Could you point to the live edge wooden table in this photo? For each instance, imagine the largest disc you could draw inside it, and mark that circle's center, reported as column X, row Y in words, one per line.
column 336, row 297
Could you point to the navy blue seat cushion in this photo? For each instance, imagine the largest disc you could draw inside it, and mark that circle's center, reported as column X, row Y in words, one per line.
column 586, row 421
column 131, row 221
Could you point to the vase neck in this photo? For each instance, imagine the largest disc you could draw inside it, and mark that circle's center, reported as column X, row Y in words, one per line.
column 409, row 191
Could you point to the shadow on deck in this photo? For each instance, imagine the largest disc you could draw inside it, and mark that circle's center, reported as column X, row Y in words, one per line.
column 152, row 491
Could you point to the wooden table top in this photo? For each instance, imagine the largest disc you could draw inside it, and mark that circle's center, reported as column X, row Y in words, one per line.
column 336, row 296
____
• What needs to be done:
Can you retype every one of the items above, unchanged, letter for letter?

• Final answer:
Could you point to the live edge wooden table in this photo? For each instance, imagine the largest disc you could draw inside it, and mark that circle's center, reported as column X, row Y in words, one per line.
column 336, row 297
Could you point to the navy blue seat cushion in this photo? For each instance, imagine the largest disc you could draw inside it, and mark that circle's center, reported as column X, row Y in words, one per line.
column 586, row 421
column 131, row 221
Could you point to the vase neck in this photo? For each instance, imagine the largest disc you could draw inside it, and mark that circle's center, reported as column X, row Y in words, one per line.
column 409, row 191
Could you point to the shadow on deck in this photo? For each instance, imagine the largest disc you could draw inside it, and mark that circle's center, reported as column X, row Y in words, one per line.
column 152, row 491
Could you point to the wooden table top in this photo? For each instance, imagine the largest disc you could draw inside it, and mark that circle's center, reported as column X, row Y in words, one per line.
column 336, row 296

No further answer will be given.